The problem
Repeat every line below exactly, word for word.

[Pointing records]
* START *

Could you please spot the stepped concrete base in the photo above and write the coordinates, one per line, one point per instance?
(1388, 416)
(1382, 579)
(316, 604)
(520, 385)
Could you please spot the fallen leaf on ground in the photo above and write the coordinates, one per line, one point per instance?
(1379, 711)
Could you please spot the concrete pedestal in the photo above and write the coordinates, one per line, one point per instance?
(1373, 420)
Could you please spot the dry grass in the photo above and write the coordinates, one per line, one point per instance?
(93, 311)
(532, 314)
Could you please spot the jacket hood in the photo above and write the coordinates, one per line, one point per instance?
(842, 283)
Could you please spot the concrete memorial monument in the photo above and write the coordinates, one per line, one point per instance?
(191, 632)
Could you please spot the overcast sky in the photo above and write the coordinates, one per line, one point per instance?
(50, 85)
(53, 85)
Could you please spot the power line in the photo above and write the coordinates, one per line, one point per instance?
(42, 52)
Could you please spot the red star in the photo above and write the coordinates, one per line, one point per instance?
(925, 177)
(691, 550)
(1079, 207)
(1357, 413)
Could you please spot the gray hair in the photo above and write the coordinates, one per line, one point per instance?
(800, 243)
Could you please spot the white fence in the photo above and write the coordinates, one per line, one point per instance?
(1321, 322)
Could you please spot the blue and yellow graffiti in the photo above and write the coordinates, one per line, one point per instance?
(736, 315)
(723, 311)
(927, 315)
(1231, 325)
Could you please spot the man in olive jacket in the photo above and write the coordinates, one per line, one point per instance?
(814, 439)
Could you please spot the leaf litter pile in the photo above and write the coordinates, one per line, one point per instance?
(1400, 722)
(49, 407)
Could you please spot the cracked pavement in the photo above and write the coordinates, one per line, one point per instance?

* END *

Response to this exercise
Could you please spot the stepped concrete base in the photo above and write the coordinates, one per line, one point per instance?
(1388, 416)
(1382, 579)
(316, 604)
(520, 385)
Could you please spot the fallen leaf on ground in the photo above and write the coordinates, one per line, one point per instance?
(1379, 711)
Could you please spot the concrete pedestal in the photo above and write the coordinates, one per line, one point per instance?
(1373, 420)
Could you please spot the dry grass in the photo above and write the coordinates, one per line, one point per instance?
(93, 311)
(532, 314)
Could you please spot the jacket hood in the photo above and write the coordinates, one per line, one point per instance?
(842, 283)
Could you please spot the concrete memorial monument in the photo above and write the coordinates, one per line, one point per instance?
(191, 632)
Could you please spot the overcast sky in the photo above and write the coordinates, one per line, one point per instance?
(50, 85)
(53, 85)
Could you please spot the power line in the photo above and write the coordinates, one per line, one point per instance?
(42, 52)
Could you please spot the red star in the photo above and write the coordinates, one per line, one point per instance?
(925, 177)
(691, 550)
(1079, 207)
(1357, 413)
Could you please spot the gray hair in the photo above and write the coordinates, one per line, one point per instance?
(800, 243)
Could you please spot the white fence in the photo above and write the coordinates, one per line, one point per instance?
(1321, 322)
Could you please spot the blue and yellow graffiti in the photo above and write the coordinates, one per line, one point per instance?
(736, 315)
(723, 311)
(927, 315)
(1231, 325)
Could you please spot the man in olive jacket in the photo above and write the coordinates, one per line, one point per instance?
(814, 439)
Could you please spot the leaf litter pile in the photo above and write the coordinates, one per line, one point per instance?
(1400, 722)
(49, 407)
Could you please spot the cracked pavement in the photo above and write the coordinates, one per line, one point per instance?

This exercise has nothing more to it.